説明

メタクリル酸の製造方法

【課題】シェル−チューブ式反応器にてメタクロレインを触媒の存在下に分子状酸素で気相接触酸化してメタクリル酸を製造する方法において、ホットスポット部の温度を十分に抑制し、スタートアップを効率的に行い、高い負荷での酸化反応を実施可能なメタクリル酸の製造方法を提供する。
【解決手段】シェル−チューブ式反応器を用いて、メタクロレインを触媒存在下、分子状酸素により気相接触酸化してメタクリル酸を製造する方法であって、触媒の充填された反応管を予熱する際、少なくとも該シェル−チューブ式反応器のシェル部に加熱されたガスを導入する導入口から半径1mの範囲内の点を含む1点以上の反応管内の触媒温度のうち、最大温度が150℃以上、195℃以下となるように制御することを特徴とするメタクリル酸の製造方法。

【発明の詳細な説明】
【技術分野】
【0001】
本発明は、シェル−チューブ式反応器を用いてメタクロレインを触媒存在下、分子状酸素により気相接触酸化するメタクリル酸の製造方法に関する。
【背景技術】
【0002】
メタクロレインを気相接触酸化してメタクリル酸を製造する際に使用する触媒に関しては数多くの提案がなされている。これら提案は主として触媒を構成する元素及びその比率に関するものである。
【0003】
該気相接触酸化は発熱反応であるため、触媒層で蓄熱が起こる。蓄熱の結果生じる局所的異常高温帯域はホットスポットと呼ばれ、この部分の温度が高すぎると過度の酸化反応を生じるので目的生成物の収率は低下する。
また、ホットスポットの温度が高くなりすぎると、その蓄熱により触媒反応がさらに促進され、発熱が進み触媒が燃焼し失活する可能性がある。
【0004】
このため、該酸化反応の工業的実施において、ホットスポットの温度抑制は重大な問題であり、特に生産性を上げるために原料ガス中におけるメタクロレイン濃度を高めた場合、ホットスポットの温度が高くなる傾向があることから反応条件に関して大きな制約を強いられているのが現状である。
【0005】
したがって、ホットスポット部の温度を抑えることは工業的に高収率でメタクリル酸を生産する上で非常に重要である。また、特に、一般的なモリブデン含有固体酸化触媒を用いる場合、モリブデン成分が昇華しやすいことから、ホットスポットの発生を抑制することは重要である。
【0006】
一方、メタクロレインの気相接触酸化に用いる触媒は、使用前に活性化のため熱処理を行う必要がある。これまでに触媒を熱処理する方法として、例えば特許文献1には、メタクロレインを気相接触酸化してメタクリル酸を製造するに際し、触媒を反応管に充填し、一方の端より空気を供給しながら300〜500℃で焼成した後、メタクロレインと分子状酸素を含む原料ガスを該反応管の他端より供給する方法が開示されている。
【0007】
この方法により、反応に有効な活性点を充分に発現させることができ、高活性な触媒を得ることができる。しかしながら、より高活性な触媒が開発されてくるにつれて前述したホットスポットの温度が高くなるという問題が発生してきており、これまで以上にその対策が必要になっている。

********

» 課題の説明: 上に示したメタクリル酸の製造方法についての文章の続きを、最後の文の直後から書いてください。

» 提供された情報:
********

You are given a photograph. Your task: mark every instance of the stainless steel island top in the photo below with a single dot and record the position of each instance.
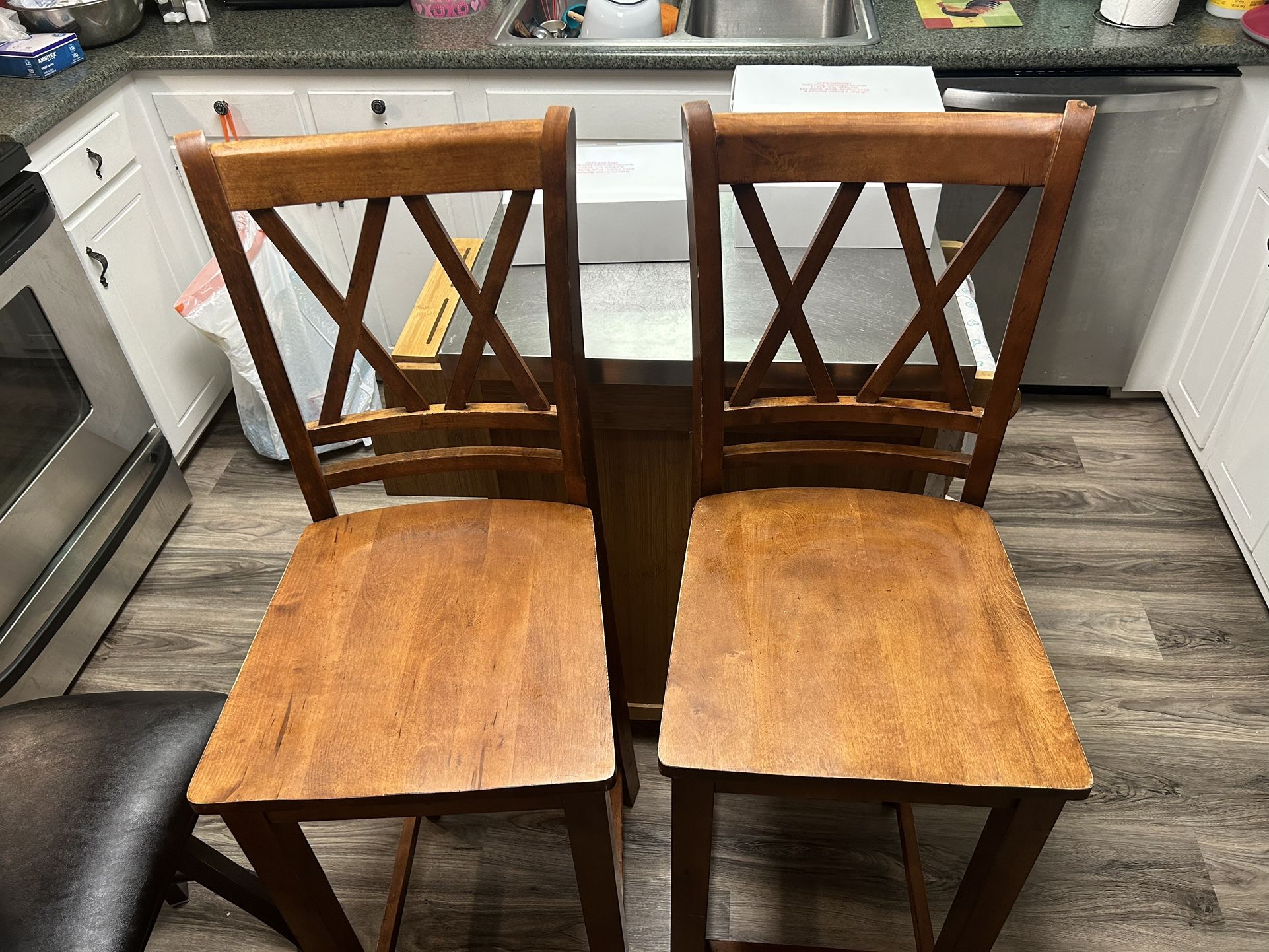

********

» 課題の結果:
【0008】
ホットスポット部の温度上昇を抑える方法として、これまでにいくつかの提案がなされている。例えば特許文献2には、触媒組成を変動させて調製した活性の異なる複数個の触媒を原料ガス入口側から出口側に向かって活性がより高くなるように充填し、この触媒層にメタクロレイン及び酸素を含む原料ガスを流通させる方法が開示されている。また、特許文献3には、熱媒浴を備えた多管式固定床反応器を用いてアクロレインをアクリル酸に気相酸化する際に、熱媒浴の温度が反応器の入口部と出口部の間で2〜10℃上がるように熱媒の流れを制御する方法が開示されている。
【0009】
これらの方法は反応器内の触媒層における原料ガス入口側での単位容積当たりの反応率を低くすることで、単位容積当たりの反応発熱量を抑え、結果としてホットスポット部の温度を低くしようとする方法である。
【0010】
しかし、これらの方法ではホットスポット部の温度制御が十分でなく、過度な酸化反応が発生しないよう低い負荷で反応せざるを得なくなるため、メタクリル酸の収率が低くなるという問題があった。
【0011】
【特許文献1】特開昭58−67643号公報
【特許文献2】特開平4−210937号公報
【特許文献3】特開平8−92154号公報
【発明の開示】
【発明が解決しようとする課題】
【0012】
本発明は、シェル−チューブ式反応器にてメタクロレインを触媒の存在下に分子状酸素で気相接触酸化してメタクリル酸を製造する方法において、ホットスポット部の温度を十分に抑制し、スタートアップを効率的に行い、高い負荷での酸化反応を実施可能なメタクリル酸の製造方法を提供することを目的とする。
【課題を解決するための手段】
【0013】
シェル−チューブ式反応器を用いて、メタクロレインを触媒存在下、分子状酸素により気相接触酸化してメタクリル酸を製造する方法であって、以下の工程(1)から(5)を含み、工程(2)において、予熱の際、少なくとも該シェル−チューブ式反応器のシェル部に加熱されたガスを導入する導入口から半径1mの範囲内の点を含む1点以上の反応管内の触媒温度のうち、最大温度が150℃以上、195℃以下となるように制御することを特徴とするメタクリル酸の製造方法。
(1)シェル−チューブ式反応器の反応管に触媒を充填する工程
(2)該反応管の一方の端より含酸素ガスを供給しながら、該シェル−チューブ式反応器のシェル部に加熱したガスを導入し、該シェル部を予熱する工程
(3)前記加熱したガスの導入を停止し、該シェル部に熱媒を導入する工程
(4)熱媒を該シェル部に循環させて触媒を、300℃以上、500℃以下で熱処理する工程
(5)メタクロレインと酸素を含む原料ガスを反応管に供給する工程。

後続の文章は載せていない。